YOUR TASK | Write the records out again, keeping each line exactly as it is.

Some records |
--- --- ---

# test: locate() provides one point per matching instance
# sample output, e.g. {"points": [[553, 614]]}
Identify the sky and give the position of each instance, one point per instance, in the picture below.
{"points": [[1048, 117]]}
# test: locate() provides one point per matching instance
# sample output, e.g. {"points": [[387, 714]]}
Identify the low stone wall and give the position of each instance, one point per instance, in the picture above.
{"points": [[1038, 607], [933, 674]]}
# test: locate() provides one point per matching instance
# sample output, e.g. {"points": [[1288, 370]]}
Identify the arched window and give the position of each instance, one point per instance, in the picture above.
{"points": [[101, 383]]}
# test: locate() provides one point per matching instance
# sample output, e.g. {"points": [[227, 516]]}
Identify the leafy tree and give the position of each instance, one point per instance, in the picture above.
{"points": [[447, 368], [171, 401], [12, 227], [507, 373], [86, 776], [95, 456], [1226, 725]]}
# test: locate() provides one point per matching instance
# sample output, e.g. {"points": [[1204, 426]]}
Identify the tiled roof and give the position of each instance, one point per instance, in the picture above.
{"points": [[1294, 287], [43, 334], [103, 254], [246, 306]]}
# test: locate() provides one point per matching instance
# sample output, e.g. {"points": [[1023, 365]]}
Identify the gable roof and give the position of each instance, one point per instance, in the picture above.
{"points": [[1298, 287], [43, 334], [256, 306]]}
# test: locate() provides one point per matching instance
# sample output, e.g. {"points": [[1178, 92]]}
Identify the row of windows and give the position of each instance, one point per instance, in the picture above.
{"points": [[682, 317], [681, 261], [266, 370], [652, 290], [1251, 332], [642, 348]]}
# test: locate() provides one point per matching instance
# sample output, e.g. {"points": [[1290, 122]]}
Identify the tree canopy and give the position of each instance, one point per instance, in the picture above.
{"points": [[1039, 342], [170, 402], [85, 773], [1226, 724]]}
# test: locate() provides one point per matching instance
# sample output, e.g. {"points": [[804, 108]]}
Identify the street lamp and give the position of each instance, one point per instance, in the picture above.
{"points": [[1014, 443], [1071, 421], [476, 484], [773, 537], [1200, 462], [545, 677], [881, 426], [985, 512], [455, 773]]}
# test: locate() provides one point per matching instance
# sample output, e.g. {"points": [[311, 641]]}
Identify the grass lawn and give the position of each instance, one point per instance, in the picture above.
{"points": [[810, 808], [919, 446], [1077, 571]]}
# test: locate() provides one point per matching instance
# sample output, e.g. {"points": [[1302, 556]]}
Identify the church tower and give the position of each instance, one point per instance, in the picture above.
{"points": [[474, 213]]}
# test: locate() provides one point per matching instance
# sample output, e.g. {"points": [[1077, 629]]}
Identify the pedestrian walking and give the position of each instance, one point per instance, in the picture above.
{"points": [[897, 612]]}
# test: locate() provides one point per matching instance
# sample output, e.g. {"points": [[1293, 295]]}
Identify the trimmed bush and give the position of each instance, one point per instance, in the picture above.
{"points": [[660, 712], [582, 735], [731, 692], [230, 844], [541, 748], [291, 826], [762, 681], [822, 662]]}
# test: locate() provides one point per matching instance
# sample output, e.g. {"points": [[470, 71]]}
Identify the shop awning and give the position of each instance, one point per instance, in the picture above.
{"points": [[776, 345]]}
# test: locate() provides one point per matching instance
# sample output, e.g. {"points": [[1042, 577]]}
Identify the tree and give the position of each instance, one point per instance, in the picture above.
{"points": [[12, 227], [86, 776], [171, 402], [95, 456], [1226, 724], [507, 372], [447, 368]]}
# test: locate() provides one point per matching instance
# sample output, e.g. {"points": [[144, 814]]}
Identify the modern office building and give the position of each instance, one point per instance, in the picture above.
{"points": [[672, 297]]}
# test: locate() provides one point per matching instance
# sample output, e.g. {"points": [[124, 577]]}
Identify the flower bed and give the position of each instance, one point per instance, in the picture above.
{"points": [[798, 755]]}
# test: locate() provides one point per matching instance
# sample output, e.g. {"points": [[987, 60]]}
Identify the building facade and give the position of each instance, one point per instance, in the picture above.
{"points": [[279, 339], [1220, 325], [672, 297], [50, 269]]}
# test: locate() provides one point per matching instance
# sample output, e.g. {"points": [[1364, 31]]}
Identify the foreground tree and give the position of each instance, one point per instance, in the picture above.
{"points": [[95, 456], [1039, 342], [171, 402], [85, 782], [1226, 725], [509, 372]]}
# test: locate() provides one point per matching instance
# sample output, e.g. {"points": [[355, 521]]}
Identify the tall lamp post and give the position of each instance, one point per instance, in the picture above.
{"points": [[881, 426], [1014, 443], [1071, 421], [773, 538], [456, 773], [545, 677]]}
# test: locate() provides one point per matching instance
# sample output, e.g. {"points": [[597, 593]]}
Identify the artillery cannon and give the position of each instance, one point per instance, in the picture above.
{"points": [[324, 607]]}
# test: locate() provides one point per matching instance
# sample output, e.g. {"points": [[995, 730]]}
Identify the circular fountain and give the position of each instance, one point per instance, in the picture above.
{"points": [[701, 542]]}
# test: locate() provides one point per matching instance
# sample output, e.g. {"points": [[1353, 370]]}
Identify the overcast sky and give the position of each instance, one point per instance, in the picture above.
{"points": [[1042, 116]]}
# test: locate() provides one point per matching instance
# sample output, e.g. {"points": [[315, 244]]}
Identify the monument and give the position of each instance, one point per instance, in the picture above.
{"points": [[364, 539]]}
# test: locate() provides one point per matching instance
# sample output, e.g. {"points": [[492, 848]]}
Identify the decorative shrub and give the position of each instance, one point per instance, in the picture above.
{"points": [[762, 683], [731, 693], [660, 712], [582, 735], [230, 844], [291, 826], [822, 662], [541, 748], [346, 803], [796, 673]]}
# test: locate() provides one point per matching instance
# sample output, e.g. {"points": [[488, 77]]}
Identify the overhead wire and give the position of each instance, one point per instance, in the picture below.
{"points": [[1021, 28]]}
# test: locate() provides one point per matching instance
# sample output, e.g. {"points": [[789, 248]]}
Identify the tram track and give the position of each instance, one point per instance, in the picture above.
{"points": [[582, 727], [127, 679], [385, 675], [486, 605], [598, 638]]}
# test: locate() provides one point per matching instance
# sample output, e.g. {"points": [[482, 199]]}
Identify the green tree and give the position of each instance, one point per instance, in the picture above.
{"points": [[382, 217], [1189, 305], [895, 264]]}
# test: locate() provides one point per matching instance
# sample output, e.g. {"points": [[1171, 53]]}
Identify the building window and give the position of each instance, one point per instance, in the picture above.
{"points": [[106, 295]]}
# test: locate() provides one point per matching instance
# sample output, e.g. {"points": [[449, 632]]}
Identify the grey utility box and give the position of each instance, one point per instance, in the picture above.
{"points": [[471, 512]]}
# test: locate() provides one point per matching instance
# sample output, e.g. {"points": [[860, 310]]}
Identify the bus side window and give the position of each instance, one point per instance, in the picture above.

--- --- ---

RESPONSE TO THIS TASK |
# test: locate() provides one point per matching instance
# sample output, e.g. {"points": [[553, 614]]}
Identify the sky and give the position of each instance, one point per instance, in the picture below.
{"points": [[1048, 117]]}
# test: locate() provides one point per matching instance
# sample output, e.g. {"points": [[387, 714]]}
Identify the low stone wall and give the position of each instance, one point per instance, in the picture above.
{"points": [[1038, 607], [933, 674]]}
# test: locate() provides one point per matching instance
# sample output, e.g. {"points": [[1288, 370]]}
Identify the arched window and give the position of each instance, one point per instance, in the picture above.
{"points": [[101, 383]]}
# test: locate() provides one point per matching instance
# sample output, e.g. {"points": [[227, 516]]}
Identify the leafy tree and give the position of each instance, one point per instance, in the picture above.
{"points": [[447, 368], [171, 401], [12, 227], [507, 373], [86, 776], [95, 456], [1226, 725]]}
# test: locate() provides one point per matching instance
# sample output, e.g. {"points": [[1204, 426]]}
Identify the tiled roof and give the position of each instance, one point per instance, in the picture above.
{"points": [[1294, 287], [43, 334], [103, 254], [246, 306]]}
# test: locate() provides one point per matching instance
# sample output, e.g. {"points": [[1023, 365]]}
Identify the gable roof and give the position of each instance, one point per instance, in the picture above.
{"points": [[1298, 287], [43, 334], [256, 306]]}
# test: locate() provides one point per matching instance
# sample output, e.g. {"points": [[1178, 92]]}
Identify the row of windows and give the position of each instance, one point per instance, in the picture above.
{"points": [[682, 317], [681, 261], [266, 370], [652, 290], [1251, 332], [642, 348]]}
# test: locate() provides one point per matching instance
# sample output, e.g. {"points": [[1290, 122]]}
Identify the tree canopy and give the position of each instance, one point per instance, in the picture above.
{"points": [[1039, 342], [170, 402], [85, 773], [1226, 724]]}
# test: locate() provides one point per matching instance
# sample output, e.g. {"points": [[804, 108]]}
Identify the street lamp and give the position of each instance, one point per instance, in the picture above.
{"points": [[1014, 443], [1071, 421], [476, 484], [773, 537], [1200, 462], [545, 677], [881, 426], [985, 512], [455, 773]]}
# test: locate() provides one point per matching instance
# sample output, e.g. {"points": [[311, 641]]}
Identify the grass lawn and give the position of each instance, one point per instance, in the picture above.
{"points": [[810, 808], [919, 446], [1077, 571]]}
# test: locate() provides one point per matching instance
# sample output, e.g. {"points": [[1302, 556]]}
Identify the church tower and give the position of each instance, one point per instance, in the picture above.
{"points": [[474, 213]]}
# test: locate() provides one point per matching instance
# sample output, e.g. {"points": [[1077, 629]]}
Identify the pedestrian walking and give the position of each instance, one point per instance, in the picture above.
{"points": [[897, 612]]}
# test: locate() provides one point per matching instance
# sample output, e.g. {"points": [[1293, 295]]}
Identify the trimmed bush and give the position of each instance, one point per instance, in the picture above.
{"points": [[660, 712], [582, 735], [731, 692], [230, 844], [541, 748], [291, 826], [762, 681], [822, 662]]}
# test: locate() provides one point per matching instance
# sample output, e.g. {"points": [[470, 71]]}
Identify the shop awning and give the position of each instance, one point per instance, in the picture above.
{"points": [[776, 345]]}
# test: locate() provides one point per matching instance
# sample output, e.g. {"points": [[1042, 577]]}
Identify the tree and give the position of each instance, one point per instance, in the picture above.
{"points": [[12, 227], [86, 776], [171, 402], [95, 456], [1226, 724], [507, 372], [447, 368]]}
# test: locate() provides one point per matching instance
# sample output, e.g. {"points": [[144, 814]]}
Identify the modern office building and give the position of each instance, one point per instance, in the picture above.
{"points": [[672, 297]]}
# test: locate() provides one point per matching instance
# sample output, e.g. {"points": [[124, 577]]}
Identify the flower bed and give the position of each instance, one point per instance, in the picture above.
{"points": [[798, 755]]}
# test: locate() provides one point per matching instance
# sample output, e.g. {"points": [[987, 60]]}
Identify the building facade and give the position of each instance, one point per instance, in the picture above.
{"points": [[279, 339], [1220, 325], [672, 297], [50, 269]]}
# test: locate() provides one point per matching instance
# sample output, e.g. {"points": [[1364, 31]]}
Identify the foreground tree and give the position of each instance, one point per instance, in the picture above.
{"points": [[95, 456], [1039, 342], [171, 402], [85, 782], [1226, 725], [509, 372]]}
# test: locate() provides one point per matching instance
# sample output, e.g. {"points": [[355, 521]]}
Identify the tall lamp post and give the position of each instance, one point per instance, in the picture above.
{"points": [[881, 426], [1014, 443], [1071, 421], [773, 538], [456, 773], [545, 677]]}
# test: locate() provides one point per matching instance
# sample output, e.g. {"points": [[597, 593]]}
Identify the artillery cannon and give the position of each instance, one point per instance, in the picture above.
{"points": [[324, 607]]}
# test: locate() provides one point per matching instance
# sample output, e.g. {"points": [[995, 730]]}
Identify the circular fountain and give the position of each instance, one point per instance, in the picture above.
{"points": [[701, 542]]}
# test: locate() provides one point per matching instance
# sample output, e.g. {"points": [[1353, 370]]}
Identify the overcast sky and give the position of each instance, one point per instance, in the picture above.
{"points": [[1042, 116]]}
# test: locate() provides one point per matching instance
# sample output, e.g. {"points": [[315, 244]]}
Identify the monument and give the position of each instance, one point per instance, in the picture above.
{"points": [[364, 539]]}
# test: locate() provides one point per matching instance
# sample output, e.g. {"points": [[492, 848]]}
Identify the decorative shrub and give the position of each instance, one point per instance, in the picture above.
{"points": [[762, 683], [731, 693], [660, 712], [582, 735], [230, 844], [291, 826], [822, 662], [541, 748], [346, 803], [796, 673]]}
# test: locate() provides one point per matching instance
# sample output, e.g. {"points": [[488, 77]]}
Identify the overhead wire and give the position of each instance, one point per instance, in the picture below.
{"points": [[1021, 28]]}
# test: locate() provides one point per matching instance
# sample output, e.g. {"points": [[789, 248]]}
Identify the tram track and give the position of each instance, one point per instance, in the picture above.
{"points": [[582, 727], [127, 679], [385, 675], [486, 605], [598, 638]]}
# test: locate() provides one point per matching instance
# sample output, e.g. {"points": [[482, 199]]}
Identify the green tree and give the position of each instance, one point per instance, in the picture above.
{"points": [[382, 217], [1189, 305], [895, 264]]}
# test: locate() provides one point per matching instance
# sample output, e.g. {"points": [[1171, 53]]}
Identify the building window and give the position of each instance, one point per instance, in the picture above.
{"points": [[106, 295]]}
# test: locate() provides one point per matching instance
# sample output, e.g. {"points": [[449, 632]]}
Identify the grey utility box and give the position of each instance, one point per instance, in the picture above.
{"points": [[471, 512]]}
# test: locate() provides one point per matching instance
# sample output, e.g. {"points": [[860, 310]]}
Identify the bus side window and give the position of each instance, one point per instance, in the picture above.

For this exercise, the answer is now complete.